§ GOAL
Copy out, unchanged, the rows below from the line containing "Mark the metal" down to the line containing "point(261, 365)", including both of those lines.

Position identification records
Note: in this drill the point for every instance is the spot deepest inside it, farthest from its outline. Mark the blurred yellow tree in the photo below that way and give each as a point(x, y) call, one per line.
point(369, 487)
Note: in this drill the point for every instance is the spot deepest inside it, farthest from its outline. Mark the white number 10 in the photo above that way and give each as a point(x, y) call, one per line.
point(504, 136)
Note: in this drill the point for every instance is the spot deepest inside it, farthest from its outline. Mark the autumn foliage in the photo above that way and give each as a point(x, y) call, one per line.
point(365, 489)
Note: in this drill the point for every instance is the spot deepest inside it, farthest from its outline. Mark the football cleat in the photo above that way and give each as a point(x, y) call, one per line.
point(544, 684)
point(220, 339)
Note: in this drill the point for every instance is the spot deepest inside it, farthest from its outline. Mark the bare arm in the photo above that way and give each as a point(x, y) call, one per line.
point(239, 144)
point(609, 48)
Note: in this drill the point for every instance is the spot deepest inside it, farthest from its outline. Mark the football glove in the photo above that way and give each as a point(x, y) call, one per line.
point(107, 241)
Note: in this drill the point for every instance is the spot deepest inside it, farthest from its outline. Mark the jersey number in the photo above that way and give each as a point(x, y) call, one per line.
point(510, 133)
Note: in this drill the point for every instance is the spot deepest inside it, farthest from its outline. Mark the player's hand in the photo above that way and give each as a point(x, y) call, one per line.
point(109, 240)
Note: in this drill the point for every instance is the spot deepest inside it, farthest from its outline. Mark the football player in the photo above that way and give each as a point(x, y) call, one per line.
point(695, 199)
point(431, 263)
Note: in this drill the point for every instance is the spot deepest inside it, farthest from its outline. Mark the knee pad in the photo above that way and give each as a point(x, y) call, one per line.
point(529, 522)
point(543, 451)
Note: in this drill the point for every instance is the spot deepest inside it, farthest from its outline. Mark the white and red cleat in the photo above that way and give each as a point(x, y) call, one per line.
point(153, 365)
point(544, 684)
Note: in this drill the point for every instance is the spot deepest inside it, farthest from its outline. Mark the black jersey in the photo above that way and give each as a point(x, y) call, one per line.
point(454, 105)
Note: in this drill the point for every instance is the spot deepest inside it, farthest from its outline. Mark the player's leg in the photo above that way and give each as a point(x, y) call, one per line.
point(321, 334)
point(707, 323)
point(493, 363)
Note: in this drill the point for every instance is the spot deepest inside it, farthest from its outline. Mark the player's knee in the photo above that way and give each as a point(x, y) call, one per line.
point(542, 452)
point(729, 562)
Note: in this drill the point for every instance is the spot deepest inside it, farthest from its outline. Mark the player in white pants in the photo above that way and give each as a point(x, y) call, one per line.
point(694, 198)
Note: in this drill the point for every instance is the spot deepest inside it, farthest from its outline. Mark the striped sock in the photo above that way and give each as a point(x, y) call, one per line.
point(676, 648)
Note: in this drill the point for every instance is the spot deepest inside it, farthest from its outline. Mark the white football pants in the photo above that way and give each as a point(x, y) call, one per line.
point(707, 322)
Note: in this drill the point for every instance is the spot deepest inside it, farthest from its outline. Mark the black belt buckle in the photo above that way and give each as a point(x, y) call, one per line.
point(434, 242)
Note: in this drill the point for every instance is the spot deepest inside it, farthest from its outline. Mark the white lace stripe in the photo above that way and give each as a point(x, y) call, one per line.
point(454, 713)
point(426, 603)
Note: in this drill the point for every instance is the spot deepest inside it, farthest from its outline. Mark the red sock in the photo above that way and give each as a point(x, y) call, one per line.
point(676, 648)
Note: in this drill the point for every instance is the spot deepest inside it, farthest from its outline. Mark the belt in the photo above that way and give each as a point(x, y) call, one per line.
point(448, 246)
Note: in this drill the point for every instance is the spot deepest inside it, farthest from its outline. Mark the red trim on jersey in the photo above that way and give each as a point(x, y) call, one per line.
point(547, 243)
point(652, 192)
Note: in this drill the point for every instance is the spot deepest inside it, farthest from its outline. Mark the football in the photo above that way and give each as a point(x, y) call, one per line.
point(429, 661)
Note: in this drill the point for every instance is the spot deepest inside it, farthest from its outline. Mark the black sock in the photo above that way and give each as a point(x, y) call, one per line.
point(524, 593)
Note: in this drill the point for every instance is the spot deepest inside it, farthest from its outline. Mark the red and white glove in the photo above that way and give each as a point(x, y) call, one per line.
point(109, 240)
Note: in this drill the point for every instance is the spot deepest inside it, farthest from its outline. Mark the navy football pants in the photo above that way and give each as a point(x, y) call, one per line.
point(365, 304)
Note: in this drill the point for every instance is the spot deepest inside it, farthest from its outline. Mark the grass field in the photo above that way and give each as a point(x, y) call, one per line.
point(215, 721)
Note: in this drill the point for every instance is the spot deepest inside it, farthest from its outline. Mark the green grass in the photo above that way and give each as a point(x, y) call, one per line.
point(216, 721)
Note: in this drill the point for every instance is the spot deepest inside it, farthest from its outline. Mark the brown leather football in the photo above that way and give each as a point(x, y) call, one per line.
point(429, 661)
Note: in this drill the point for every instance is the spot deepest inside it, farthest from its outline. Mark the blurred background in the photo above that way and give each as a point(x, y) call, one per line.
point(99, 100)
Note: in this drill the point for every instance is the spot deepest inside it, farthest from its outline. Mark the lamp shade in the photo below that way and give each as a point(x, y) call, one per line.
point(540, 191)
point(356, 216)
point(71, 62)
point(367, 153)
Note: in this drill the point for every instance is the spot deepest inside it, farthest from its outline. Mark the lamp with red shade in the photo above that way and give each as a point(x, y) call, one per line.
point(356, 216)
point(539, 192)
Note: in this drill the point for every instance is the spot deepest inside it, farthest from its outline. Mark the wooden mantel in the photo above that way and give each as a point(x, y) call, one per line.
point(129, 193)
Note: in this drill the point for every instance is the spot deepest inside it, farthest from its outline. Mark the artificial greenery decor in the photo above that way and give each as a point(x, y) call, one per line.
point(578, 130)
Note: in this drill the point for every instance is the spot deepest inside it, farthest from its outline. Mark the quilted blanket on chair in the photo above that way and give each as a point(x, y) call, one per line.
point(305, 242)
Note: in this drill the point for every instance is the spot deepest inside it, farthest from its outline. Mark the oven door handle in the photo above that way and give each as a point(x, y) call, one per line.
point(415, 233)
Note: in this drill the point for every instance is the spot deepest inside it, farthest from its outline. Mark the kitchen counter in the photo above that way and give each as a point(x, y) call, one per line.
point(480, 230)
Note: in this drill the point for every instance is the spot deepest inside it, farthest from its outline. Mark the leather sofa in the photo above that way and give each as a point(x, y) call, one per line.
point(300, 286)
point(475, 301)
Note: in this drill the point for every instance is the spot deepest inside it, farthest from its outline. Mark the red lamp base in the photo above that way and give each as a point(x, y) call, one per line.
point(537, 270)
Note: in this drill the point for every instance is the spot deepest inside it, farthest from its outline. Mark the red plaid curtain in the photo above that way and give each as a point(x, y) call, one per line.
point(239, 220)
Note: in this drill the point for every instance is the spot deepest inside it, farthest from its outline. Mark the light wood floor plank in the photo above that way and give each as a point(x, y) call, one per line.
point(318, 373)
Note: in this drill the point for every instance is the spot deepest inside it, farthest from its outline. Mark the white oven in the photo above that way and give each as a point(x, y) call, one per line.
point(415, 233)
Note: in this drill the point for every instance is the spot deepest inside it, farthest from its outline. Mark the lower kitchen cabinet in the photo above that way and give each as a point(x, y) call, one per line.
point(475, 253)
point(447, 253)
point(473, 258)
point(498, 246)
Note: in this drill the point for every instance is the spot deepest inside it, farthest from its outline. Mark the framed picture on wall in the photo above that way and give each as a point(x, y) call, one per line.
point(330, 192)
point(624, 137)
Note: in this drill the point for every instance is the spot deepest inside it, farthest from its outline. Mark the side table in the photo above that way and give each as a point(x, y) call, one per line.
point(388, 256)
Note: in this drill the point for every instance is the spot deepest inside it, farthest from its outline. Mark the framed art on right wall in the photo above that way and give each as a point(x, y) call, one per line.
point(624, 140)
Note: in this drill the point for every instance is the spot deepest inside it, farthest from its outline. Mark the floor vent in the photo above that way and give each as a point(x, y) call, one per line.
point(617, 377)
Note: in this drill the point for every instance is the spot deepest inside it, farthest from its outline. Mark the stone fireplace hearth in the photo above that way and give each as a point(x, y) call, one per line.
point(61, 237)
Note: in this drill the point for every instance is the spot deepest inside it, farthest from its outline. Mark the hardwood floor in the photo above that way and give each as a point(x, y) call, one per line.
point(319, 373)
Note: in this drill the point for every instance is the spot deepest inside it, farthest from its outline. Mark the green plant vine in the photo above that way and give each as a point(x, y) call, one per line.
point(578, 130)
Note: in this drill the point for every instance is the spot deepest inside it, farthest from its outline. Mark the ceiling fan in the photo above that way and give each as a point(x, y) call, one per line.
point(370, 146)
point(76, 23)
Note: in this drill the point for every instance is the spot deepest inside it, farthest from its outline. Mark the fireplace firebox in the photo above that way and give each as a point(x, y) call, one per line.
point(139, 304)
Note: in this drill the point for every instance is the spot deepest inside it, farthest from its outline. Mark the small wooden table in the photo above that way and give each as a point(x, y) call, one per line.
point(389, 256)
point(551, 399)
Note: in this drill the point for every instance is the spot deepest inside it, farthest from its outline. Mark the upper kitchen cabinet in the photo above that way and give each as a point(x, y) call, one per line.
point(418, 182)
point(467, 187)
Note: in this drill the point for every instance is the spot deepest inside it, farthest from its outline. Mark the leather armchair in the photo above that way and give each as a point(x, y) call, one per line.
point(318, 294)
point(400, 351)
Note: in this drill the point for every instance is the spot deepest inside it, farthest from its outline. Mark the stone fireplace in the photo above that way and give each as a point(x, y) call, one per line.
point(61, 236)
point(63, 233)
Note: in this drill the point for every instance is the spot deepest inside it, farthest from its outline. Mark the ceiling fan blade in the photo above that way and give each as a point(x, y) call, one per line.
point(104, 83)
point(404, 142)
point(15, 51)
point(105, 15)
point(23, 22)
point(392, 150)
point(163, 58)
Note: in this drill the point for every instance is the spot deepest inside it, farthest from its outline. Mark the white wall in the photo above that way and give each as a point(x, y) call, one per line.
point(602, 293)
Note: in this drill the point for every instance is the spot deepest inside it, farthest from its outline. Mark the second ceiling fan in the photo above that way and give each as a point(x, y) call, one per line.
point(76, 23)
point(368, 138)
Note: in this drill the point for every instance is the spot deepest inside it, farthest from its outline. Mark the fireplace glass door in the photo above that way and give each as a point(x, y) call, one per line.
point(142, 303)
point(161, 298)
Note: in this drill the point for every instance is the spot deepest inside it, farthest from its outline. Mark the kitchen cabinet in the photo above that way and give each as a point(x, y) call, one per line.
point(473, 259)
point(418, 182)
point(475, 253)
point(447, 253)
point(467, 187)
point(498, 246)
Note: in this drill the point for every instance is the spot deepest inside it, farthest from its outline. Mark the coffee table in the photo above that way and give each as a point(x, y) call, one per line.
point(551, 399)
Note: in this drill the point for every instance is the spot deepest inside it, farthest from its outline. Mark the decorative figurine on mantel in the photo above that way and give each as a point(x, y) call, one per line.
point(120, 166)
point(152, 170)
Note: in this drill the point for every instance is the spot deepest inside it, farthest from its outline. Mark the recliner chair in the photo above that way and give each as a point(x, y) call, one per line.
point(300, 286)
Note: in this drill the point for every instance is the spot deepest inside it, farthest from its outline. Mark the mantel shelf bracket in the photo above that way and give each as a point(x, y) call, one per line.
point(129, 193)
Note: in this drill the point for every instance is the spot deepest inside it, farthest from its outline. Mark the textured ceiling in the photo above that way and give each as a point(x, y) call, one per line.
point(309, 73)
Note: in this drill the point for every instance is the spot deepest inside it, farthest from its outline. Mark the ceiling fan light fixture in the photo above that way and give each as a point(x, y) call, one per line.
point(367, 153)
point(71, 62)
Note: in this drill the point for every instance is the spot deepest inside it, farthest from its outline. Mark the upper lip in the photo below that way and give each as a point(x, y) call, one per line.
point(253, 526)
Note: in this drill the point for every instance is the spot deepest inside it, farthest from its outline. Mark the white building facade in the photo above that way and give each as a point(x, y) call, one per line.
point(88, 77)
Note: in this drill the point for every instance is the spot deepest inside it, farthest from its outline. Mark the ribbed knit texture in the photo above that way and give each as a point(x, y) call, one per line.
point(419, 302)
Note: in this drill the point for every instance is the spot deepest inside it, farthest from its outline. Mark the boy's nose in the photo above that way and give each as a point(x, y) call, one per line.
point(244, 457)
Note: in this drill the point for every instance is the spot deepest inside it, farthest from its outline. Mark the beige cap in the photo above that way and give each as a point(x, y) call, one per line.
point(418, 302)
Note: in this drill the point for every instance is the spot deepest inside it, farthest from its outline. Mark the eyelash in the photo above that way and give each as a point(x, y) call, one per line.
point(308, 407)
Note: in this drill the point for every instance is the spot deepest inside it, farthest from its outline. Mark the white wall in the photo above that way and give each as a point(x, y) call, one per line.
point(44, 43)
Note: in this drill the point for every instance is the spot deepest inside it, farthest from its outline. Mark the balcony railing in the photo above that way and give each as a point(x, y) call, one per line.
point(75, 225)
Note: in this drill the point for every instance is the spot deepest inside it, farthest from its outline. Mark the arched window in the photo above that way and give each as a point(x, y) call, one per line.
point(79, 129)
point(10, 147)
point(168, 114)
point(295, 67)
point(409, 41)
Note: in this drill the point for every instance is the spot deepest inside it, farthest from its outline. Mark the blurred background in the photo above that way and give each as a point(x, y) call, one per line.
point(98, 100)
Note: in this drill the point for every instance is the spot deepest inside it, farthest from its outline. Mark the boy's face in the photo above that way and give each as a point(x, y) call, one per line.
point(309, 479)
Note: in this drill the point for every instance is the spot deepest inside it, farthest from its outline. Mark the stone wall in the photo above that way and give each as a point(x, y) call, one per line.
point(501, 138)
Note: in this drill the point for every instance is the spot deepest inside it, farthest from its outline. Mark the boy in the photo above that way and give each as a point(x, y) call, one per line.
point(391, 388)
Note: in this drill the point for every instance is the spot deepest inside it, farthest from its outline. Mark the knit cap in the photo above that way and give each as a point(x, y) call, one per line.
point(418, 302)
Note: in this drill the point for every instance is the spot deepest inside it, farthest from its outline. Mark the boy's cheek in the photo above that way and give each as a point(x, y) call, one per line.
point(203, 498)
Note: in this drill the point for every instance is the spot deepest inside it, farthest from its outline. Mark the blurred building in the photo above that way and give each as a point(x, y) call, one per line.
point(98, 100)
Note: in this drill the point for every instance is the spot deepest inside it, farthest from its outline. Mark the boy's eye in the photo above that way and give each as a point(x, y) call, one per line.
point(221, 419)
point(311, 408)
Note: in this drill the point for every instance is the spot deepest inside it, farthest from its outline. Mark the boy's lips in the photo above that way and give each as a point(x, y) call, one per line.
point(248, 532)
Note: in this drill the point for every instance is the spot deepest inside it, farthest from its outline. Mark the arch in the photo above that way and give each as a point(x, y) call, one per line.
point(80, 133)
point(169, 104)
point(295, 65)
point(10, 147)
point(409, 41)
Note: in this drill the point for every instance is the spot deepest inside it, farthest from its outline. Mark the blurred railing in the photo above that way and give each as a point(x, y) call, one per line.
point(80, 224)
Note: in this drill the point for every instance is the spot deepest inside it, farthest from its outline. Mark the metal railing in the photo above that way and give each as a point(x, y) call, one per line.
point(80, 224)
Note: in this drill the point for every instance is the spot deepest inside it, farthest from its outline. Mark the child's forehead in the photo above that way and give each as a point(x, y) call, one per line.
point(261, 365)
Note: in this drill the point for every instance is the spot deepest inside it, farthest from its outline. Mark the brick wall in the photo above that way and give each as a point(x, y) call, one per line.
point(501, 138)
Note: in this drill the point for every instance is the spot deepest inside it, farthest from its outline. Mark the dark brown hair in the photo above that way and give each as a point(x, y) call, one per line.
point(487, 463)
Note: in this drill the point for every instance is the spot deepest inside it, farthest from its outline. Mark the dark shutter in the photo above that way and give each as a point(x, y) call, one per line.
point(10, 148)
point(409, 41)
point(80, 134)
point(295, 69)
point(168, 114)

§ EXERCISE OUTPUT
Note: in this drill the point for every instance is the spot deepest inside it, farthest from its outline. Mark the metal railing in the photo above that way and give each as a point(x, y) call, one per line.
point(80, 224)
Note: in this drill the point for every instance is the spot deepest inside it, farthest from its outline. Mark the child's forehead in the photo above that way and give each as a point(x, y) call, one per line.
point(261, 365)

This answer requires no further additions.